What to produce: Rewrite the stretch of lines from the start through the line containing "box: [0, 500, 407, 787]", changing every "positive clicks" to "foreground clicks" and leaving everything else as it is.

BEGIN Recorded data

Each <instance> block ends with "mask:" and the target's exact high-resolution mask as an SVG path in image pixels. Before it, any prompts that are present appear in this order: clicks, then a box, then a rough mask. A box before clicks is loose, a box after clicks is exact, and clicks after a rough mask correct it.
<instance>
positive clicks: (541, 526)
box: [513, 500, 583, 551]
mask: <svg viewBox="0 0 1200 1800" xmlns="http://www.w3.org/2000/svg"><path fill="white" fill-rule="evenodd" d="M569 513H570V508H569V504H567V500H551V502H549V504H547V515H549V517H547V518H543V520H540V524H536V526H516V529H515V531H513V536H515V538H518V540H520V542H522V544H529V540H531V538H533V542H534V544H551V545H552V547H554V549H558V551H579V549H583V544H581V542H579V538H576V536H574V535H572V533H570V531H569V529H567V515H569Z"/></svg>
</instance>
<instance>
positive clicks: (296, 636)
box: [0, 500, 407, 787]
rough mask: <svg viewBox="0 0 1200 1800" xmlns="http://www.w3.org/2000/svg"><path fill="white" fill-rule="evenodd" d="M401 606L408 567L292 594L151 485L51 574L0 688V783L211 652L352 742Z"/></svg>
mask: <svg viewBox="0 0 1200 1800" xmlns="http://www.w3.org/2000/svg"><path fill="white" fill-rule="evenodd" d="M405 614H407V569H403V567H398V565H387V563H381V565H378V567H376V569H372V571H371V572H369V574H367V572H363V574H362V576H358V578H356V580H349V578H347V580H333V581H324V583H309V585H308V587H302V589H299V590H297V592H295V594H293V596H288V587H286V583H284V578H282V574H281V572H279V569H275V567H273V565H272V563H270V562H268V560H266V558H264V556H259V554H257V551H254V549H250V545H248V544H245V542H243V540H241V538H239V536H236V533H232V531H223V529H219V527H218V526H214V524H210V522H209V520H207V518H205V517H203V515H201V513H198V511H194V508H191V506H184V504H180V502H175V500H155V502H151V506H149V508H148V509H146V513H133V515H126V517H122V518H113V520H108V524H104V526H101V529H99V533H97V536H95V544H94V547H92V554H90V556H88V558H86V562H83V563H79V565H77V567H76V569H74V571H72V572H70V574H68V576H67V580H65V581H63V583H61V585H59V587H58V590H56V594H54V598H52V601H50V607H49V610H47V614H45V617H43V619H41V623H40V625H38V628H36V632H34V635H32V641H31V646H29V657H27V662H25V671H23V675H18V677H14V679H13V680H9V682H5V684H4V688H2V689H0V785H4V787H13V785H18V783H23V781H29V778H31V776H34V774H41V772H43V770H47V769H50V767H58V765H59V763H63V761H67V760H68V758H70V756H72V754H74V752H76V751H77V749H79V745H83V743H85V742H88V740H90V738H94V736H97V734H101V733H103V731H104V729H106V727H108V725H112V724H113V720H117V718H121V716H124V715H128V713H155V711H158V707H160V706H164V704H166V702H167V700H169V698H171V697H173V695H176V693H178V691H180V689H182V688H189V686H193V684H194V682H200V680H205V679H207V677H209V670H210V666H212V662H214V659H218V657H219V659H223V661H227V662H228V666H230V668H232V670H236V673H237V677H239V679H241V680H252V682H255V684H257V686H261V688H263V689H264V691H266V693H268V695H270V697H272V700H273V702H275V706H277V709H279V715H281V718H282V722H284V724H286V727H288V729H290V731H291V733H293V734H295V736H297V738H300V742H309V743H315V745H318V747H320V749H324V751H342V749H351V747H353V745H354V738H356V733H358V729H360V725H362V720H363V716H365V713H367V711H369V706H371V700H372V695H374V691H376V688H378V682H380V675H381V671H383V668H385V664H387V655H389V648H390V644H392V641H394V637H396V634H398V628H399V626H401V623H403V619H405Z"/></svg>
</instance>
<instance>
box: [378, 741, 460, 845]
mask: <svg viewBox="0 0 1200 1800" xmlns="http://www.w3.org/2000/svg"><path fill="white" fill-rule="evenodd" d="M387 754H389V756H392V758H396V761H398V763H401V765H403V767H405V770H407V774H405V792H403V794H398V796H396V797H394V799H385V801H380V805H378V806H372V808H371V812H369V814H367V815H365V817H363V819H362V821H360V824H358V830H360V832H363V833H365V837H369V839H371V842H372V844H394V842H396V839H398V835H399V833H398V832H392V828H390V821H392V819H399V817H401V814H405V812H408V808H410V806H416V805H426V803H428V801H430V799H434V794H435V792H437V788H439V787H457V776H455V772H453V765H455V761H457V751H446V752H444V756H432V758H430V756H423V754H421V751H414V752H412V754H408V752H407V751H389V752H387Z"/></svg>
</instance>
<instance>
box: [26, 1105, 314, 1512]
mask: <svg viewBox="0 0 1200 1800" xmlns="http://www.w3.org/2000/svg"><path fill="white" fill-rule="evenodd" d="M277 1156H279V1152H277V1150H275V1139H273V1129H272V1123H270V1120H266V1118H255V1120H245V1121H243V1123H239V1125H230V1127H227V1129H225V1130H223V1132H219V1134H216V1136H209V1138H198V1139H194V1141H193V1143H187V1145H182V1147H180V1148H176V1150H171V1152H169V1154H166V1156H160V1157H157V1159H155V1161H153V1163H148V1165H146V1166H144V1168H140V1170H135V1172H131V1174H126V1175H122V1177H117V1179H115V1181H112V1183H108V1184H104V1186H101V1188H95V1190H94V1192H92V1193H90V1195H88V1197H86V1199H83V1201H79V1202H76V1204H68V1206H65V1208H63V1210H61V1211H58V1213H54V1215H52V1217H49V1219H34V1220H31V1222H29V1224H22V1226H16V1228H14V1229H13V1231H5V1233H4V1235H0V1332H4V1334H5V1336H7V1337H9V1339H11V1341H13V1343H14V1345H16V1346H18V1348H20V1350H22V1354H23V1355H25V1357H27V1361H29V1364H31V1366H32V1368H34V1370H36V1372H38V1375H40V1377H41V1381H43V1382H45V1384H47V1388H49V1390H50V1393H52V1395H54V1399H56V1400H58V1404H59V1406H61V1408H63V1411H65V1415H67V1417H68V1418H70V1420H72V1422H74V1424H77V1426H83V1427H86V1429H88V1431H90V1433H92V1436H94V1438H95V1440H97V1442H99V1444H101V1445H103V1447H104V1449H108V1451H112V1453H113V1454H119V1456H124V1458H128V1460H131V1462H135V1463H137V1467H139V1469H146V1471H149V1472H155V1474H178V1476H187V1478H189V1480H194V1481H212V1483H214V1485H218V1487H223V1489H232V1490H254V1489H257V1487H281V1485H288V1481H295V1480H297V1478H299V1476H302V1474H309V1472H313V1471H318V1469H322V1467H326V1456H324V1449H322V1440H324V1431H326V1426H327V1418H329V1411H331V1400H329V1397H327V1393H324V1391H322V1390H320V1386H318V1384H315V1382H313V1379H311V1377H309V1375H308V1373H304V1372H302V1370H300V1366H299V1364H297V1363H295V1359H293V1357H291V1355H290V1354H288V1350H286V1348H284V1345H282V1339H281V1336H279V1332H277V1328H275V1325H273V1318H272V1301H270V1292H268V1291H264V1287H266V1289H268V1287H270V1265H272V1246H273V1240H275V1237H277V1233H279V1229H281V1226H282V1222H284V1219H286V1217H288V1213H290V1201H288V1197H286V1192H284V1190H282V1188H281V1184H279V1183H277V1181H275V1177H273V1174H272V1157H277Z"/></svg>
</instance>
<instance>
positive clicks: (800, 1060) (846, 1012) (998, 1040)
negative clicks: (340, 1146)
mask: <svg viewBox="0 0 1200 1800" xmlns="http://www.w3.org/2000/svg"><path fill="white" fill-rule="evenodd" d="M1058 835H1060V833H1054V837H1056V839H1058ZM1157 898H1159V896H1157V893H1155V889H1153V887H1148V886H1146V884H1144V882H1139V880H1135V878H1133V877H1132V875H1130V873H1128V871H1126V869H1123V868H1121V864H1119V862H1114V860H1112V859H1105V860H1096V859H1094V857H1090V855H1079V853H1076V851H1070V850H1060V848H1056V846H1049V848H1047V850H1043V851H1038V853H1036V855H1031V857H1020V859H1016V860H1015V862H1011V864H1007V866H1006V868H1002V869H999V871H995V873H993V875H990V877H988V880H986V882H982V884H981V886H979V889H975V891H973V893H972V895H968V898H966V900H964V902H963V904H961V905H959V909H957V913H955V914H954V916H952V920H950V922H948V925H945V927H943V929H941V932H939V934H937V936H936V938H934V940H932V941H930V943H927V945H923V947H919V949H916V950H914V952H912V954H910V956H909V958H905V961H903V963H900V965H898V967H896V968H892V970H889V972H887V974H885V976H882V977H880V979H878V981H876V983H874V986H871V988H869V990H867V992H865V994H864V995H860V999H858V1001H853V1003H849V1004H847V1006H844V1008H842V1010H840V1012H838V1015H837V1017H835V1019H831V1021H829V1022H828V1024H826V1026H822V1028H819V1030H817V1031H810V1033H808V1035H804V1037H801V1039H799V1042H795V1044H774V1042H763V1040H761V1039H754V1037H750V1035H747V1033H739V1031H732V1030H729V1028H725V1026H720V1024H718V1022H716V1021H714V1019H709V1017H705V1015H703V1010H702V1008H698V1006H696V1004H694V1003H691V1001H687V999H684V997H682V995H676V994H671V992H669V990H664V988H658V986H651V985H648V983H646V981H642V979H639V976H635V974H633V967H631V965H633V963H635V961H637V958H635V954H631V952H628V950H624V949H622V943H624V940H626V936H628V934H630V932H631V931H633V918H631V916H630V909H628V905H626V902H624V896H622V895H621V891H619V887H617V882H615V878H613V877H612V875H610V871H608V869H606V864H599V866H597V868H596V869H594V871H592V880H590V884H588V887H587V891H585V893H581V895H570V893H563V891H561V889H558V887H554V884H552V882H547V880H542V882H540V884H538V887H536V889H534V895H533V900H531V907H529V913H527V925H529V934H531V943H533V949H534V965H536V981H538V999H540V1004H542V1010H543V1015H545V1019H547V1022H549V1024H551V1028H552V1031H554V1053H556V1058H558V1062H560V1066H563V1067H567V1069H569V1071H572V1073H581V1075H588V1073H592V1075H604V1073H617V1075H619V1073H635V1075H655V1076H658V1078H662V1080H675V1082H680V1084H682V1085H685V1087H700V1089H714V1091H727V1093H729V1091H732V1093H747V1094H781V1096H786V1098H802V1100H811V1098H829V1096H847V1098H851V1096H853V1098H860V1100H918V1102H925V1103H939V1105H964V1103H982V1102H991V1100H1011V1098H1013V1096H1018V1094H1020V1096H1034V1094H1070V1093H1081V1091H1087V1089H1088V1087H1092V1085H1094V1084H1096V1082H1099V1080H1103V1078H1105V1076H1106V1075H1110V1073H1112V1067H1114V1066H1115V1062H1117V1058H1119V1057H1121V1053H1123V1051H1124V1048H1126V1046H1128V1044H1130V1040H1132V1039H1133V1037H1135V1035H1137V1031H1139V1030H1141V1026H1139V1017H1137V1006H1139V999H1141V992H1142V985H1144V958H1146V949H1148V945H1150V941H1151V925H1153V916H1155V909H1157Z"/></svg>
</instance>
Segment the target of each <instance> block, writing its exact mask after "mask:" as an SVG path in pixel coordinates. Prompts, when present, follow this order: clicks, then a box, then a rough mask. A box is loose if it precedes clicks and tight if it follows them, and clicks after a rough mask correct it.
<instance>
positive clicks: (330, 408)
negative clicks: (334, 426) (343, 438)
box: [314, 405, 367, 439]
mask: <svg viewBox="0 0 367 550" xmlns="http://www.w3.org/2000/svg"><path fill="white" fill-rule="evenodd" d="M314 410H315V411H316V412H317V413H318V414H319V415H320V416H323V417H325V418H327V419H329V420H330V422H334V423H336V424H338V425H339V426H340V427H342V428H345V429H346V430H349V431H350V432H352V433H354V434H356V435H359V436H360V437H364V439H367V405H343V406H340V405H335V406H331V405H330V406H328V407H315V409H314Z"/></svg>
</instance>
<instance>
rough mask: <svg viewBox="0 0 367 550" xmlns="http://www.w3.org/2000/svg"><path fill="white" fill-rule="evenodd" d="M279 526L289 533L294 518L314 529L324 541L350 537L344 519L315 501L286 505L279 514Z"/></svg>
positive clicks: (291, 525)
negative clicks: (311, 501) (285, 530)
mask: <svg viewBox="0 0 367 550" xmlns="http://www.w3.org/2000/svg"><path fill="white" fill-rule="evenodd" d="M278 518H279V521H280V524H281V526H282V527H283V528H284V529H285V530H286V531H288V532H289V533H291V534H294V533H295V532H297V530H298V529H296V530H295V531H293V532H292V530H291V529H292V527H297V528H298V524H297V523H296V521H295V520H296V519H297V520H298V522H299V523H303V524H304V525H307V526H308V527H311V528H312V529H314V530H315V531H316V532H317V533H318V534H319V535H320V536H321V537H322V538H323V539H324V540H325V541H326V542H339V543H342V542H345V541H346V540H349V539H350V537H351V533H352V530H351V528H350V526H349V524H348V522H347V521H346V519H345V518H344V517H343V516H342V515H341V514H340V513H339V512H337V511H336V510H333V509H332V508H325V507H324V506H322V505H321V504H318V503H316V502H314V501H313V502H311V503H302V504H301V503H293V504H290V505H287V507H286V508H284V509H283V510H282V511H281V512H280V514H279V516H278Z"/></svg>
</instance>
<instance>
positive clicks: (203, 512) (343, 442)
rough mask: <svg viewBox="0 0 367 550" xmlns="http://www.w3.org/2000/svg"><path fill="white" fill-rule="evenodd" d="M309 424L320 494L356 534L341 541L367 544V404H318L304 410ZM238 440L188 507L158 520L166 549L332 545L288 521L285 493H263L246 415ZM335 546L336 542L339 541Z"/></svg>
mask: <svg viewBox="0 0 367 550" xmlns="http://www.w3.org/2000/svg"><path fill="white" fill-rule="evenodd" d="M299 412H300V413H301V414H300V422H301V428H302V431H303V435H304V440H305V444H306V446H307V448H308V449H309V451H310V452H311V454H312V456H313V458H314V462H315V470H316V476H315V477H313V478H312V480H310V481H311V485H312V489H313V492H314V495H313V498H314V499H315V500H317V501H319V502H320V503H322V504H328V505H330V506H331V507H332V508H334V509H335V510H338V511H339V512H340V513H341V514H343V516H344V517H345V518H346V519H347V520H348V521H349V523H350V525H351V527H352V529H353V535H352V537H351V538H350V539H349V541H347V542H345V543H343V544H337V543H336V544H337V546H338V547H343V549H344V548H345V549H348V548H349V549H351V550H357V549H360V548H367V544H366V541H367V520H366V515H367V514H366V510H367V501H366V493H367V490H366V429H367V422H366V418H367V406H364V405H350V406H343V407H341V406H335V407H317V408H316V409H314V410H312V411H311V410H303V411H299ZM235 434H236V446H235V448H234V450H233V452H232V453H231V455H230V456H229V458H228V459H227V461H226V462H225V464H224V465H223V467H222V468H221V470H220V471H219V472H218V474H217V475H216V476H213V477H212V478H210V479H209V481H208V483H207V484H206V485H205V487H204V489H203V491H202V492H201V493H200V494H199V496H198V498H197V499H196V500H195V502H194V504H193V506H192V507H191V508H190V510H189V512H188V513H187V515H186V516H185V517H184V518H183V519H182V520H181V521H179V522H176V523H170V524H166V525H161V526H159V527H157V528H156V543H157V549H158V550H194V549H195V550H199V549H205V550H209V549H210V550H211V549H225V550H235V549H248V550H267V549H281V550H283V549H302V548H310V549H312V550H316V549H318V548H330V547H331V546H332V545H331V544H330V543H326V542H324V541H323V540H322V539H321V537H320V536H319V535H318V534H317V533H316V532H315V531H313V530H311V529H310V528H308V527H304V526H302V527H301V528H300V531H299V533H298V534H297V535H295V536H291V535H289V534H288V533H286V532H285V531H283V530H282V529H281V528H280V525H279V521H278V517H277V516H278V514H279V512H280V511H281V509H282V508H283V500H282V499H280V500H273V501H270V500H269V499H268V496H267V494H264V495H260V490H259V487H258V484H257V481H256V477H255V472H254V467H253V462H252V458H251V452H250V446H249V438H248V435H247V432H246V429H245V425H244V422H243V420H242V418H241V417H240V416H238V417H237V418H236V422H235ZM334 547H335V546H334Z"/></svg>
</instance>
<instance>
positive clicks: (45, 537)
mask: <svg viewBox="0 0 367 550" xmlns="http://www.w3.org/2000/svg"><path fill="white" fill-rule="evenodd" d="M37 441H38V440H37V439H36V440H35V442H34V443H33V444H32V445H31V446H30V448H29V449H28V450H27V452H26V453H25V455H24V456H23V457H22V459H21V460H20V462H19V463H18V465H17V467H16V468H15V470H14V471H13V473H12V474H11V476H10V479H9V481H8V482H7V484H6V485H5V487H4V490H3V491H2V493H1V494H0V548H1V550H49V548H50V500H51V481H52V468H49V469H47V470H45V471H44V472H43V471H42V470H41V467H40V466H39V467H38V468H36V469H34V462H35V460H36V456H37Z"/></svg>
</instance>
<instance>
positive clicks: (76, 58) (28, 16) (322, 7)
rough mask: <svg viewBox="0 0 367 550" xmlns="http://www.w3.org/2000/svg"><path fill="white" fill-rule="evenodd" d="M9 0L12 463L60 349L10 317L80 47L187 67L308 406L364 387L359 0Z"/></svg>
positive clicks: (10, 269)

END Recorded data

Response to the task:
Each <instance> block ends with "mask:" and the target's exact high-resolution mask as an SVG path in image pixels. Before it, any prompts that are present appear in this order: clicks, then a box, then a rough mask. A box before clicks is loose, a box after clicks is exact, and clicks after a rough mask correct it.
<instance>
foreground clicks: (541, 526)
box: [513, 500, 583, 551]
mask: <svg viewBox="0 0 1200 1800" xmlns="http://www.w3.org/2000/svg"><path fill="white" fill-rule="evenodd" d="M569 513H570V508H569V504H567V500H551V502H549V504H547V515H549V517H547V518H543V520H540V524H536V526H516V529H515V531H513V536H515V538H518V540H520V542H522V544H529V540H531V538H533V542H534V544H551V545H552V547H554V549H558V551H579V549H583V544H581V542H579V538H576V536H574V535H572V533H570V531H569V529H567V515H569Z"/></svg>
</instance>
<instance>
foreground clicks: (296, 636)
box: [0, 500, 407, 787]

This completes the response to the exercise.